* Selected passage
Objectives To predict the number of selected outcomes temporally associated but not caused by vaccination, to aid causality assessment of adverse events arising after mass immunisation in a paediatric population.
Design Nationwide population based cohort study.
Participants All liveborn infants delivered after 1 January 1980. Study population was followed from date of birth until hospital admission for selected outcome diagnoses, death, first emigration, age 18 years, or 31 December 2009. The study population was subject to vaccines used in standard childhood immunisation in Denmark, with 82-93% vaccine coverage.
Main outcome measures Incidence of acute infectious and post-infectious polyneuritis (Guillain-Barré syndrome), acute transverse myelitis, optic polyneuritis, facial nerve palsy, anaphylactic shock, seizure, multiple sclerosis, autoimmune thrombocytopenia, type 1 diabetes mellitus, juvenile and rheumatoid arthritis, narcolepsy, and death of unknown cause stratified by sex, age, and season. We predicted the number of events for a hypothetical vaccine cohort of 1 000 000 people for follow-up periods of up to 182 days.
Results The study included 2 300 227 liveborn infants, yielding 37 262 404 person years of follow-up; median follow-up was 16.8 person years. Incidence of outcome diagnoses spanned from 0.32 per 100 000 patient years for autoimmune thrombocytopenia to 189.82 per 100 000 patient years for seizure. Seasonal differences were most pronounced for anaphylactic shock, seizure, and multiple sclerosis. Even for rare outcomes, numerous events were predicted in the hypothetical vaccine cohort. We predicted that 20 cases of type 1 diabetes mellitus, 19 of juvenile or rheumatoid arthritis, eight of facial nerve palsy, and five of multiple sclerosis per 1 000 000 children would occur within 42 days after vaccination.
Conclusions Incorporating exact background rates of disease based on age, sex, and seasonal distribution could strengthen vaccine safety assessment, and provides an evidence based focus for discussing the incremental risk of newly introduced vaccines.

* Raw data
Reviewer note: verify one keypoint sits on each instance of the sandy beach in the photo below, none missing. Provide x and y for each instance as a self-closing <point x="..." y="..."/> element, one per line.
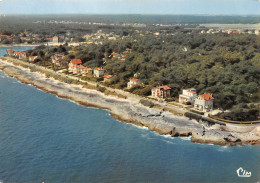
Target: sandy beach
<point x="132" y="111"/>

* Work to complete
[1] Return the part of the vaccine study abstract between "Design Nationwide population" and "82-93% vaccine coverage.", inclusive.
[2] In the vaccine study abstract, which three outcomes showed the most pronounced seasonal differences?
The material comes from a source unrelated to the vaccine study abstract.

* Per-task outputs
[1]
Design Nationwide population based cohort study.
Participants All liveborn infants delivered after 1 January 1980. Study population was followed from date of birth until hospital admission for selected outcome diagnoses, death, first emigration, age 18 years, or 31 December 2009. The study population was subject to vaccines used in standard childhood immunisation in Denmark, with 82-93% vaccine coverage.

[2] Anaphylactic shock, seizure, and multiple sclerosis.